• REQUIRED TASK
The records below must be retyped exactly.
- - - -
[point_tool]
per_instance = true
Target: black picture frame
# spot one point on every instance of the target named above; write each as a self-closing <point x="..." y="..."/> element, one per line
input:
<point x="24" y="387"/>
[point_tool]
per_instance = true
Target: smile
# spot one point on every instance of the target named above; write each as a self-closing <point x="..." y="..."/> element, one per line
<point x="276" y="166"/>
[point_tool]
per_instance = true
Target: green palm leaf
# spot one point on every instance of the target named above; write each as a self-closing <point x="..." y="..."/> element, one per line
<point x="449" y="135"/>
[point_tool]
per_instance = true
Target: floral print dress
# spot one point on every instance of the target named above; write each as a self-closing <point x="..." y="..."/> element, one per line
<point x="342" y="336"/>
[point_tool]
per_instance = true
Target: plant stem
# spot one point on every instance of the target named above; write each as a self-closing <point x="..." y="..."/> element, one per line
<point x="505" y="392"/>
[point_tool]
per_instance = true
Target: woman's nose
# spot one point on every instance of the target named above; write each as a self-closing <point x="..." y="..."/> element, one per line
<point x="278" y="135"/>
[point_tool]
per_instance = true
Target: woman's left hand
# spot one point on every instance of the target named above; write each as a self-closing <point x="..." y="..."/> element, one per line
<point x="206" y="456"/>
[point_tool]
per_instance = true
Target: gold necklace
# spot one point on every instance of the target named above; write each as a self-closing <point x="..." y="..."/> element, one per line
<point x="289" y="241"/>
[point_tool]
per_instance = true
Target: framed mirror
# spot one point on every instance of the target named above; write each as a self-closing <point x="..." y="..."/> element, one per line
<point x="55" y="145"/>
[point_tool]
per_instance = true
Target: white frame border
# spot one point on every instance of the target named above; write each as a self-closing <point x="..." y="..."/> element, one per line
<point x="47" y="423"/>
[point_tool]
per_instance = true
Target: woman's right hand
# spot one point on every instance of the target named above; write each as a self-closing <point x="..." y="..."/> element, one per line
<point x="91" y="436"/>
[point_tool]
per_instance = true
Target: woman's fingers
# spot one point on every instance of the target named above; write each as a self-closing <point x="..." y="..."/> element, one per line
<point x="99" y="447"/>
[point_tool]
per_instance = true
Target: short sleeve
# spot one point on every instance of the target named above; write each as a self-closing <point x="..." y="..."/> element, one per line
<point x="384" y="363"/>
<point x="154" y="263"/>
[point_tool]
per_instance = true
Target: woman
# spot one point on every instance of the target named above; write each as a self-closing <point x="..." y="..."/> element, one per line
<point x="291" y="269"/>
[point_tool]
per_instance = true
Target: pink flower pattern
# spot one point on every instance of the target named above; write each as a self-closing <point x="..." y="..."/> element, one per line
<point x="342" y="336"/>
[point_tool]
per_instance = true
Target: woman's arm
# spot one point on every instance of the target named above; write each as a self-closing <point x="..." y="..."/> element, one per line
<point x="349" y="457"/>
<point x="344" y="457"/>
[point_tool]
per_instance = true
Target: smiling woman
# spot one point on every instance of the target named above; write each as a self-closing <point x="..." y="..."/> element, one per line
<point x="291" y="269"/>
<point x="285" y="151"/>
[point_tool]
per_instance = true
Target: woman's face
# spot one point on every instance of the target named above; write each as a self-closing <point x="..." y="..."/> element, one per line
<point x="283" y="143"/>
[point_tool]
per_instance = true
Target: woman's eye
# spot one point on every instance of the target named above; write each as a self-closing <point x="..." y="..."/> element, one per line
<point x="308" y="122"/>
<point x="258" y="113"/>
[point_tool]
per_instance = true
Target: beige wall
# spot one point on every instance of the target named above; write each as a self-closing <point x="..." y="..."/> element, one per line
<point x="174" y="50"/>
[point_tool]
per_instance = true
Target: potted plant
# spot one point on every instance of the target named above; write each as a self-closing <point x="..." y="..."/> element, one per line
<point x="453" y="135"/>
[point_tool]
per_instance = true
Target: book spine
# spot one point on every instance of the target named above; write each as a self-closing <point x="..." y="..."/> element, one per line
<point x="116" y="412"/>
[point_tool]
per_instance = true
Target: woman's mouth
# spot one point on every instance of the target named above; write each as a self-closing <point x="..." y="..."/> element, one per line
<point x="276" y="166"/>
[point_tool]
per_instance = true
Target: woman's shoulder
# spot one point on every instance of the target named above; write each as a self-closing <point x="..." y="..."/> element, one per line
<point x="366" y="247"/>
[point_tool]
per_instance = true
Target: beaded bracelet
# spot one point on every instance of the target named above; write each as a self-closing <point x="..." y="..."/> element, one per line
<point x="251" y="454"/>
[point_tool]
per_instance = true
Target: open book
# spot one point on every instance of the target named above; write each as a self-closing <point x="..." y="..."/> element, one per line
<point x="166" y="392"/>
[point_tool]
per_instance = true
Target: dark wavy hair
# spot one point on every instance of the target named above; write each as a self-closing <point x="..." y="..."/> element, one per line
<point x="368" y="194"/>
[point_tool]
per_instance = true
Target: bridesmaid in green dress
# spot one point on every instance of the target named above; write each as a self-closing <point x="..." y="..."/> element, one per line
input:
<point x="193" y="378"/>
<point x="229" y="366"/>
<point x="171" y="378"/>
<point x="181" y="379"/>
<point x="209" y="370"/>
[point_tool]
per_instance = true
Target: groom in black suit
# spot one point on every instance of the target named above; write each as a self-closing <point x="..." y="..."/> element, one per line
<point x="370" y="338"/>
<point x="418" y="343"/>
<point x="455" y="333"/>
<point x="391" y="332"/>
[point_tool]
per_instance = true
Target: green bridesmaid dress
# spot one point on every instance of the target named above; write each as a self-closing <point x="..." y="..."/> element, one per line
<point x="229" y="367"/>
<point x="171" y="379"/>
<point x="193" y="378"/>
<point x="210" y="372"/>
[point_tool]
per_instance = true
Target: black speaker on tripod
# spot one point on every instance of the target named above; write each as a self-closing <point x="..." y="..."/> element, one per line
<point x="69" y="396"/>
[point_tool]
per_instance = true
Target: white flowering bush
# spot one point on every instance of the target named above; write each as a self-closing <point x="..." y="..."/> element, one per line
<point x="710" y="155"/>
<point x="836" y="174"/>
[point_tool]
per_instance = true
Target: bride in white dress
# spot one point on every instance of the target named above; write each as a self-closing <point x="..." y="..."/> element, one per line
- - - -
• THE RESULT
[point_tool]
per_instance = true
Target: black picture frame
# spot one point on every instance of the target named above; write each as a self-closing <point x="..." y="..."/> element, one per line
input:
<point x="24" y="387"/>
[point_tool]
per_instance = true
Target: smile
# spot one point on every instance of the target named above; write each as a self-closing <point x="..." y="..."/> element, one per line
<point x="276" y="166"/>
[point_tool]
per_instance = true
Target: green palm leaf
# spot one point on every instance of the target named above; write each as a self-closing <point x="..." y="..."/> element, one per line
<point x="449" y="135"/>
[point_tool]
per_instance = true
Target: floral print dress
# spot one point on every instance of the target named above; write each as a self-closing <point x="..." y="..."/> element, one per line
<point x="342" y="336"/>
[point_tool]
per_instance = true
Target: plant stem
# spot one point on every instance of the target named above; write each as a self-closing <point x="..." y="..."/> element, one per line
<point x="505" y="392"/>
[point_tool]
per_instance = true
Target: woman's nose
# spot one point on every instance of the target named above; write each as a self-closing <point x="..." y="..."/> element, one per line
<point x="278" y="135"/>
[point_tool]
per_instance = true
Target: woman's left hand
# spot one point on every instance of the target named above; write each as a self-closing <point x="..." y="..."/> element, one per line
<point x="206" y="456"/>
[point_tool]
per_instance = true
Target: gold necklace
# spot one point on every instance of the target named above; write each as a self-closing <point x="..." y="..."/> element, one per line
<point x="289" y="241"/>
[point_tool]
per_instance = true
Target: framed mirror
# spot one point on every instance of the target named above; write each as a self-closing <point x="..." y="..."/> element, one per line
<point x="55" y="145"/>
[point_tool]
per_instance = true
Target: white frame border
# spot one point on every instance of the target named above; write each as a self-closing <point x="..." y="..."/> element, one per line
<point x="47" y="423"/>
[point_tool]
per_instance = true
Target: woman's right hand
# spot one point on every instance of the target named above; write each as a self-closing <point x="..." y="..."/> element, one per line
<point x="91" y="436"/>
[point_tool]
per_instance = true
Target: woman's fingers
# spot one point on every instance of the target named above; write each as a self-closing <point x="..." y="..."/> element, one per line
<point x="99" y="447"/>
[point_tool]
per_instance = true
Target: short sleeve
# spot one point on every instance of the target named above; write each as a self-closing <point x="..." y="..."/> element, one per line
<point x="384" y="363"/>
<point x="154" y="263"/>
[point_tool]
per_instance = true
Target: woman
# spot one point on every instance of the target named above; write each as a self-closing <point x="..." y="..."/> element, one per line
<point x="291" y="269"/>
[point_tool]
per_instance = true
Target: pink flower pattern
# spot one point on every instance of the target named above; write each as a self-closing <point x="..." y="..."/> element, one per line
<point x="342" y="336"/>
[point_tool]
per_instance = true
Target: woman's arm
# spot one point on every instance of the target named above; write each as a self-closing <point x="..." y="..."/> element, one per line
<point x="349" y="457"/>
<point x="344" y="457"/>
[point_tool]
per_instance = true
Target: smiling woman
# spot one point on every instance of the target named above; write each as a self-closing <point x="..." y="..."/> element, one per line
<point x="291" y="269"/>
<point x="285" y="151"/>
[point_tool]
per_instance = true
Target: woman's face
# spot one point on every instance of the target named above; write each as a self-closing <point x="..." y="..."/> element, one per line
<point x="283" y="143"/>
[point_tool]
per_instance = true
Target: woman's eye
# spot one point on every instance of the target named above; write each as a self-closing <point x="..." y="..."/> element, one per line
<point x="308" y="122"/>
<point x="258" y="113"/>
[point_tool]
per_instance = true
Target: beige wall
# spot one point on every instance of the target named above; write each as a self-closing <point x="..." y="..."/> element, one per line
<point x="174" y="50"/>
[point_tool]
per_instance = true
Target: potted plant
# spot one point on every instance of the target named above; write each as a self-closing <point x="..." y="..."/> element, one per line
<point x="453" y="135"/>
[point_tool]
per_instance = true
Target: book spine
# spot one point on every instance of the target named above; write each as a self-closing <point x="..." y="..."/> element, one per line
<point x="116" y="412"/>
[point_tool]
per_instance = true
Target: woman's mouth
# spot one point on every instance of the target named above; write each as a self-closing <point x="..." y="..."/> element, one per line
<point x="276" y="166"/>
[point_tool]
per_instance = true
Target: woman's shoulder
# spot one point on every instance of the target named above; write each as a self-closing <point x="..." y="..."/> element, one per line
<point x="366" y="247"/>
[point_tool]
per_instance = true
Target: beaded bracelet
# spot one point on every instance of the target named above; write each as a self-closing <point x="..." y="..."/> element, one per line
<point x="251" y="454"/>
[point_tool]
per_instance = true
Target: open book
# spot one point on every instance of the target named above; write each as a self-closing <point x="..." y="..."/> element, one per line
<point x="166" y="392"/>
[point_tool]
per_instance = true
Target: dark wavy hair
# spot one point on every instance of the target named above; write each as a self-closing <point x="..." y="..."/> element, one per line
<point x="368" y="194"/>
[point_tool]
per_instance = true
Target: bridesmaid in green dress
# spot one point on every instance of the target named above; write each as a self-closing <point x="..." y="..."/> element, one per line
input:
<point x="193" y="378"/>
<point x="229" y="366"/>
<point x="171" y="378"/>
<point x="181" y="379"/>
<point x="209" y="370"/>
[point_tool]
per_instance = true
Target: groom in black suit
# spot one point on every instance of the target named above; write each as a self-closing <point x="..." y="..."/> element, one per line
<point x="370" y="338"/>
<point x="418" y="343"/>
<point x="455" y="333"/>
<point x="391" y="332"/>
[point_tool]
per_instance = true
Target: green bridesmaid dress
# spot one point on every instance of the target named above; write each as a self-closing <point x="..." y="..."/> element, one per line
<point x="229" y="367"/>
<point x="171" y="379"/>
<point x="193" y="378"/>
<point x="210" y="372"/>
[point_tool]
per_instance = true
Target: black speaker on tripod
# spot one point on every instance of the target named above; write each as a self-closing <point x="..." y="..."/> element, one per line
<point x="69" y="396"/>
[point_tool]
per_instance = true
Target: white flowering bush
# spot one point on every instance of the target named above; write each as a self-closing <point x="..." y="..."/> element, one per line
<point x="710" y="155"/>
<point x="836" y="174"/>
[point_tool]
per_instance = true
Target: bride in white dress
# spot one point on every instance of the target named above; write each as a self-closing <point x="..." y="..."/> element, one per line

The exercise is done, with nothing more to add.